(Set task 1) In the essay on Derrida and animals, what term does the writer propose should replace "humanely" when describing how an animal is treated?
## start Source
Derrida justifies his stance on violence towards animals when he says: “to understand that although animals cannot be placed under concepts like citizen, consciousness linked with speech, subject, etc., they are not for all that without a ‘right.’ It’s the very concept of right that will have to be ‘rethought'” (Derrida 74). I believe what he means is that “rights” are a human conception so even if humane equalizing of animals is somehow universally legalized and practiced, there’s still no escaping human-laced justifications and notions. I’m just now recognizing that the word humane, a word we commonly associate with the treatment of animals and prisoners whom we treat like animals, has the root word of “human” in it. Merriam-Webster’s definition of the word even includes the phrase “humanistic culture!” Now I can’t stop thinking about this word and I am realizing that to treat someone humanely is “good,” but to treat someone like an animal is “bad,” and I think this is precisely the problem that Derrida is trying to shed light on.
Cary Wolfe quotes Cora Kaplan when she explains the similarly problematic humanistic treatment of people with disabilities: “‘human anomaly . . . continues to trouble the rhetoric of liberal individualism, testing both its ethics of tolerance and its fetishization of autonomy and agency as conditions of human status and civic participation” (138). As I shared in class, even something as little as changing autistic from an adjective that infers an entire being to something like with autism which only suggests a piece of a larger identity, can be rhetorically powerful and change the way how society views and treats people with disabilities and even animals. Taking an example from above, I would suggest that in a perfect posthuman society, when talking about the treatment of an animal, the term animally would replace humanely and humanely would only be used to describe the treatment of humans. I could take it one step further and also suggest that in the perfect posthuman society, that the practice of bestowing human names (or really any sort of name at all) upon animals would cease to exist since this is an act of forcing a human practice onto a nonhuman entity that wouldn’t otherwise recieve a vocalized label. But thus comes the question of “but where would we go from there?” that I have come to many times throughout this semester, because it’s not like humans are going to/would be able to incorporate animal sounds into vocalized communication–the posthuman condition, I’ve come to realize, is cyclical in nature and hopeless to define.
## end Source
(Set task 2) Render the lines of the records starting at the line that contains "of the flagpole." and ending at the line that contains "of the waving" as a Markdown table with the columns Row and Line. Number each row, leave out blank lines, and include no other lines.
## start Records for the exercise
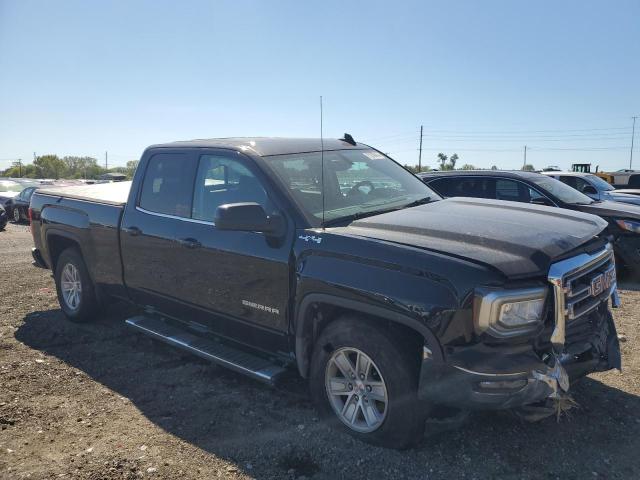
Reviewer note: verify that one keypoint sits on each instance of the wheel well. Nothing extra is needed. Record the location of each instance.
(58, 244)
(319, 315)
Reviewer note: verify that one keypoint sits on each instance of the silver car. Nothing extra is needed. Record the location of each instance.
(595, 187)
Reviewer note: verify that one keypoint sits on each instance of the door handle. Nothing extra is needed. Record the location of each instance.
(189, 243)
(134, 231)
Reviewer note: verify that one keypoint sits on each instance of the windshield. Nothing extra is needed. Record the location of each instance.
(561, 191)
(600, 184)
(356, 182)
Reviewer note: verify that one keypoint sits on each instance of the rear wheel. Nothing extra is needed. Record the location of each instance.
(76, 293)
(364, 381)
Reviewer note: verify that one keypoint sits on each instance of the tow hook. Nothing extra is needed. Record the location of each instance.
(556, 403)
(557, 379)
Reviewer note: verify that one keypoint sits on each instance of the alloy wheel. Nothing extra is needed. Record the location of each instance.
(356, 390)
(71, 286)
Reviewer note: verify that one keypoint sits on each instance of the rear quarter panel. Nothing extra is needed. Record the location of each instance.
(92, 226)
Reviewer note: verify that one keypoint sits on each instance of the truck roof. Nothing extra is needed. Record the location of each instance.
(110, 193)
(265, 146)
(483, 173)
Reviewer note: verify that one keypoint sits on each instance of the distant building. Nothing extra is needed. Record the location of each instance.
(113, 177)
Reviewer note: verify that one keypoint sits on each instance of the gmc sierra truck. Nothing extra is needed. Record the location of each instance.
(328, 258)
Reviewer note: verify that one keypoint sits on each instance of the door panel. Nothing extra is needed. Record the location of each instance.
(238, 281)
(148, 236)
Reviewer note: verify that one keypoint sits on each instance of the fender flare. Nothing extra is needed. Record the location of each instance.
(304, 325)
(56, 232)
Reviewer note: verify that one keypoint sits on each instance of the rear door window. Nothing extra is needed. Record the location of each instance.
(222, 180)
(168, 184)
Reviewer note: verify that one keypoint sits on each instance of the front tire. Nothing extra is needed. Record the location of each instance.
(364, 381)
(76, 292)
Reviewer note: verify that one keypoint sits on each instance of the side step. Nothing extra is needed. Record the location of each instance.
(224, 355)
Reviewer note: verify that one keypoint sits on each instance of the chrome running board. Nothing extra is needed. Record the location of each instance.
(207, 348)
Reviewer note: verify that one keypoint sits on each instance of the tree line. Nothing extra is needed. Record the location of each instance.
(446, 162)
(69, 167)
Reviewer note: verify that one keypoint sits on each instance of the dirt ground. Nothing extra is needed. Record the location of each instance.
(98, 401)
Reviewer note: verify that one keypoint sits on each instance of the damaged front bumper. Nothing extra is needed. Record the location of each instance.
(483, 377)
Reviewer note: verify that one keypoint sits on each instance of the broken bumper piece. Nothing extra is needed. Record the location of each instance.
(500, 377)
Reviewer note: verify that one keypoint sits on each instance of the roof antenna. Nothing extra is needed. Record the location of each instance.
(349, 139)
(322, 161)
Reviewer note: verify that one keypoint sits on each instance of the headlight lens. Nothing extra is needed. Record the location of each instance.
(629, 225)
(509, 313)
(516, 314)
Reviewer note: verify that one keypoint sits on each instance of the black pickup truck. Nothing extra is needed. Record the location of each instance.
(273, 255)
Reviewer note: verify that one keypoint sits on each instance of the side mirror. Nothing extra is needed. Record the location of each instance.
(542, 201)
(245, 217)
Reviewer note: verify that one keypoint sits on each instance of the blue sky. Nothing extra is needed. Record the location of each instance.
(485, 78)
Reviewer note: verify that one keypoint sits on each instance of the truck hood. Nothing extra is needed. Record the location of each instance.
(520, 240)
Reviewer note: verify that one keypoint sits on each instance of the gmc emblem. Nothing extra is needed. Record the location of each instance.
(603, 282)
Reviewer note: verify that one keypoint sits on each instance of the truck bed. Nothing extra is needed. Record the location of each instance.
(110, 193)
## end Records for the exercise
## start Records for the exercise
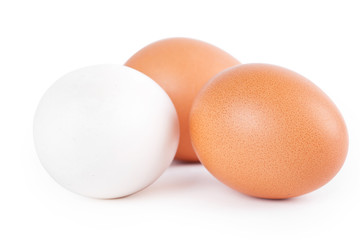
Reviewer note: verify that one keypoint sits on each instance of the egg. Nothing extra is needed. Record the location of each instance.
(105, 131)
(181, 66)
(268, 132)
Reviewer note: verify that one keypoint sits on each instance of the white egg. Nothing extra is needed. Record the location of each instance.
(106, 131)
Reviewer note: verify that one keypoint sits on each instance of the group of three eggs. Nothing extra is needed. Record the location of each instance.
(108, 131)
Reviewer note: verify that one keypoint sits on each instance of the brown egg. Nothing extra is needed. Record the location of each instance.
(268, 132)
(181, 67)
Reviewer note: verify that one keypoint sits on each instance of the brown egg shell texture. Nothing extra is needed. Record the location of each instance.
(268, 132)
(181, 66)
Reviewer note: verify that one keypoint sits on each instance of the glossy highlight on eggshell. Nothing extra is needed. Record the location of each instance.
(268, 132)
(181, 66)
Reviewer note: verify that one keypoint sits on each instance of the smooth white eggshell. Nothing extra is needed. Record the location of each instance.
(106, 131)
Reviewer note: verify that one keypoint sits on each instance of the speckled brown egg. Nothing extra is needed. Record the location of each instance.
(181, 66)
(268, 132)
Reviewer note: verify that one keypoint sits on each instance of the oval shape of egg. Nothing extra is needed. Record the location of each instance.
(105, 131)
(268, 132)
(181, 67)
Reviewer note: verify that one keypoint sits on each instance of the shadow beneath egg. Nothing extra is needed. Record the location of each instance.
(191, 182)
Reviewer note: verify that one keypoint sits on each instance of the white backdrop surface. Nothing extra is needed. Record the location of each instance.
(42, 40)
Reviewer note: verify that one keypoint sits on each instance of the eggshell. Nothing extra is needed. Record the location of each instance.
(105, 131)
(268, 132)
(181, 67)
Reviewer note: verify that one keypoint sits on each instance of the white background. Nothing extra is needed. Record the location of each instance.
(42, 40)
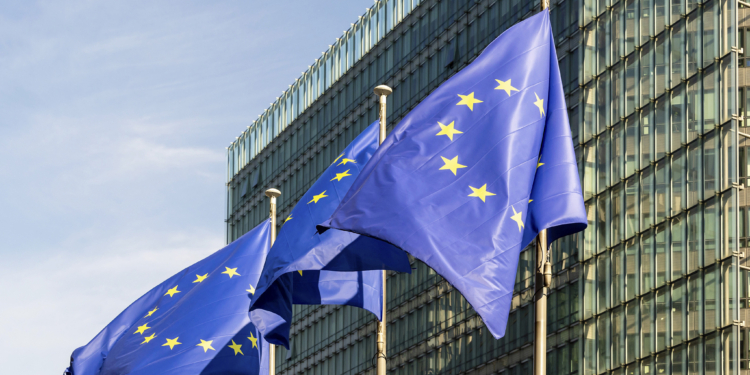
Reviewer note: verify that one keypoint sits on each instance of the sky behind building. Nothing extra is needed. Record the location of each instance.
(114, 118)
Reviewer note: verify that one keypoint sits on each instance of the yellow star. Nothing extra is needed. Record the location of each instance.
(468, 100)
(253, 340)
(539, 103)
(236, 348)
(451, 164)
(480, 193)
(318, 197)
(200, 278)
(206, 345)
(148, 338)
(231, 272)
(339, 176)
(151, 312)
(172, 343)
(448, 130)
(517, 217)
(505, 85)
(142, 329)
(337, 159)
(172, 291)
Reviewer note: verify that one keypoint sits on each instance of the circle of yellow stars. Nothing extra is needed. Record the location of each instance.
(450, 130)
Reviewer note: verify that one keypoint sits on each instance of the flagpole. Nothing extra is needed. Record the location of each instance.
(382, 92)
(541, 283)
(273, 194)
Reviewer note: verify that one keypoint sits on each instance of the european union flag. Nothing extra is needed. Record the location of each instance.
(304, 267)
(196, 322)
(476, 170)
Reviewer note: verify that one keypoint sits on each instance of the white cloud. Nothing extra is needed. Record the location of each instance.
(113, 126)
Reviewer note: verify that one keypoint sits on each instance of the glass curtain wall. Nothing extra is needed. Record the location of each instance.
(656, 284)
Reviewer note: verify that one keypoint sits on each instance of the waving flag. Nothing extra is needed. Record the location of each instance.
## end Records for the exercise
(Complete output 1) Animally.

(Complete output 2)
| Row | Line |
|---|---|
| 1 | Reviewer note: verify that one keypoint sits on each instance of the flagpole. Nothing extra is needed. Record the location of each instance. |
| 2 | (382, 92) |
| 3 | (541, 283) |
| 4 | (273, 194) |
| 5 | Reviewer note: verify that one keypoint sits on each instance of the european union flag. Nothing extra is needed. Record the location of each instance. |
| 6 | (304, 267) |
| 7 | (196, 322) |
| 8 | (476, 170) |
| 9 | Reviewer note: verify that one keypoint sits on each instance of the white cloud. Nothing extra is needed. Record the location of each instance. |
| 10 | (113, 126) |
| 11 | Reviewer note: verify that one keypoint sits on each instance of the glass curtain wall. Nothing extra is needed. Record the location of each instance. |
| 12 | (656, 284) |
| 13 | Reviewer note: verify that one keypoint sits on each instance of the waving flag. Nothing extra is needed. Record the location of each instance. |